• **What is being asked**:
Please give lines of the listing as a JSON list of strings, one string per line and blank lines omitted: begin at its first line and stop after the line containing "holes by even-odd", including both.

• **Dataset extract**:
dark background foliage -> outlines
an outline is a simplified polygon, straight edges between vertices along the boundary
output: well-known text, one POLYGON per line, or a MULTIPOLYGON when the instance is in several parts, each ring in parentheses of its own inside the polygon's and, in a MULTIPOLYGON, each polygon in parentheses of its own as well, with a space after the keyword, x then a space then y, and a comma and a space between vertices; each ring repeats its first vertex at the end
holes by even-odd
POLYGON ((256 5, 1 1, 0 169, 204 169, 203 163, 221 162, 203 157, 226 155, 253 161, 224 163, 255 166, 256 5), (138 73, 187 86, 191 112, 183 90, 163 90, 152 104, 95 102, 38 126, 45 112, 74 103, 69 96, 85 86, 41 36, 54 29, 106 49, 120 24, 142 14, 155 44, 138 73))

• **Written reply**:
[
  "dark background foliage -> outlines",
  "an outline is a simplified polygon, straight edges between vertices along the boundary",
  "output: well-known text, one POLYGON per line, or a MULTIPOLYGON when the instance is in several parts, each ring in parentheses of its own inside the polygon's and, in a MULTIPOLYGON, each polygon in parentheses of its own as well, with a space after the keyword, x then a space then y, and a comma and a space between vertices; each ring repeats its first vertex at the end",
  "holes by even-odd"
]